*Source:*
Cats Purr for More Reasons than Happiness

One method of communication cats have, that few other creatures have, is the purr. We’ve always assumed that cats purr only when they’re happy, but that’s not true. Cats purr when they’re nervous, too, and when they’re injured. Mama cats purr right after they’ve given birth. Besides all that, cats have different purrs; some purr loudly, some purr softly, and others purr silently. Why do cats purr, and what do their purrs mean?

Cats purr to help heal themselves

First of all, the frequencies at which cats purr are frequencies that promote healing; specifically, healing of broken bones and damaged muscle tissue, according to Scientific American. However, purring is also thought to be an evolutionary way of conserving energy; in other words, it’s a low-energy way of promoting healing.

This is why cats purr when they’re injured and in pain. There’s also speculation that cats’ purrs help them alleviate problems with bone density, dysplasia and other bone problems that plague domestic dogs. However, cats do purr when they’re happy, and other times too.

Cats purr as communication, too

Purrs are the first form of communication between a mother and her kittens, according to Cat Wisdom 101. Newborn kittens are blind, and mama’s purr tells her kittens, “Here I am.” Cat Wisdom 101 says that cats’ purrs are, in general, a way of saying, “Here I am,” when they’re feeling affectionate. They’re also a way of saying, “Here I am, but don’t hurt me,” when they’re nervous or frightened. It could also be self-soothing, in that the purring helps to calm them a little when they’re scared.

Did you know that the great cats, such as lions, tigers, leopards and jaguars can’t purr, even though they can roar? The lesser cats, like cougars, lynxes, bobcats, servals, caracals and ocelots can purr. Cheetahs can purr, too. Oddly enough, these cats can’t roar.

Each cat has its own, unique purr

We have four cats in our house, and four different types of purrs. Chase purrs almost silently, even when he’s at his happiest and most relaxed. Kali’s purr is a little louder, but oftentimes, we can still barely hear it. We have to scratch her certain ways to make her purr loudly.

*Short problem 1:*
Answer these questions from the cat purring article:
(a) Healing of what does the article say the frequencies of cats' purrs promote?
(b) What does the article call the first form of communication between a mother cat and her kittens?
(c) How does Chase purr?
*Short problem 2:* Please carry on the cat purring article from its last sentence.

Entries taken from a collection:
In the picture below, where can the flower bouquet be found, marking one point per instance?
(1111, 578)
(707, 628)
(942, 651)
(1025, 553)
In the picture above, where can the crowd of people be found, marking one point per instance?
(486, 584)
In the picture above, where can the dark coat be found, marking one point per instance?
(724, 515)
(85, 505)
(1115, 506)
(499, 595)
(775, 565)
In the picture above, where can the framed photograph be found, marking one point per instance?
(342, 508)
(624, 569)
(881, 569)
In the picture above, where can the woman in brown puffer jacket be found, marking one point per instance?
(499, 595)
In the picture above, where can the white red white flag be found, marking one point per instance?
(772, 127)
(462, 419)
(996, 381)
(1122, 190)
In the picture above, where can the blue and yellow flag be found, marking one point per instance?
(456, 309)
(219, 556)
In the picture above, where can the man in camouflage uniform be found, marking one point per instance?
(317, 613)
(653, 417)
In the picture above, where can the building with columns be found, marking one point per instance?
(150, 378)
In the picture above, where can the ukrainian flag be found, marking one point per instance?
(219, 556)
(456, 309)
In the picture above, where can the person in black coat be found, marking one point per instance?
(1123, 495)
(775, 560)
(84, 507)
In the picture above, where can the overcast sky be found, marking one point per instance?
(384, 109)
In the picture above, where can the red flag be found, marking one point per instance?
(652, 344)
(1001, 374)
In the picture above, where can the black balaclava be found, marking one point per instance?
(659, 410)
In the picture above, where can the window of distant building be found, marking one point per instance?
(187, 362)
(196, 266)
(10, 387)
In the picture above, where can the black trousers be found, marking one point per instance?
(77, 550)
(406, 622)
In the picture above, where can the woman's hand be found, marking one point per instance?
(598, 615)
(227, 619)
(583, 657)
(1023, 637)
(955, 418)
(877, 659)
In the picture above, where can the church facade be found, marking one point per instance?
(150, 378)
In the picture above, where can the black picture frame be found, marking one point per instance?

*Written answer 1:*
(a) Broken bones and damaged muscle tissue.
(b) Purrs.
(c) Almost silently, even when he's at his happiest and most relaxed.

*Written answer 2:*
Gizmo and Aria, on the other hand, both purr rather loudly, especially when they’re happy and relaxed. They both purr so loudly that they almost trill when they exhale. None of our four cats purrs nonstop for long periods of time; however, Kali and Aria can both purr for awhile when they want to. Gizmo and Chase, on the other hand, purr for short periods of time, off and on.

You can’t tell the difference between pleasure purrs and pain purrs, just from the sound alone. You also have to look at their behavior to know if they’re sick or injured, and purring from pain. Pay careful attention to your cat, especially how she reacts to your touch, if she seems to be purring for no real reason. If you suspect that she’s sick or injured, call your veterinarian.

Cats’ Meows: Is it Possible to Know What they Mean?

When it comes to cats, we might think their meows are their primary method of communication, and we’d be right, but cats only really meow at humans. They almost never meow at each other; they use an entirely different type of communication made up of body language and warning sounds, like growls and hisses. When they meow to us, they’re telling us things. Is there a way to figure out what the different meows mean?

Meows are unique to each cat

According to Dr. Gary Weitzman, the president and CEO of the San Diego Humane Society, while it’s true that cats may have anywhere from a dozen to two dozen distinct meows, every cat has its own unique set of meows. Salon reports that he co-wrote a book called “How to Speak Cat,” because, well, we should know how to talk to our cats.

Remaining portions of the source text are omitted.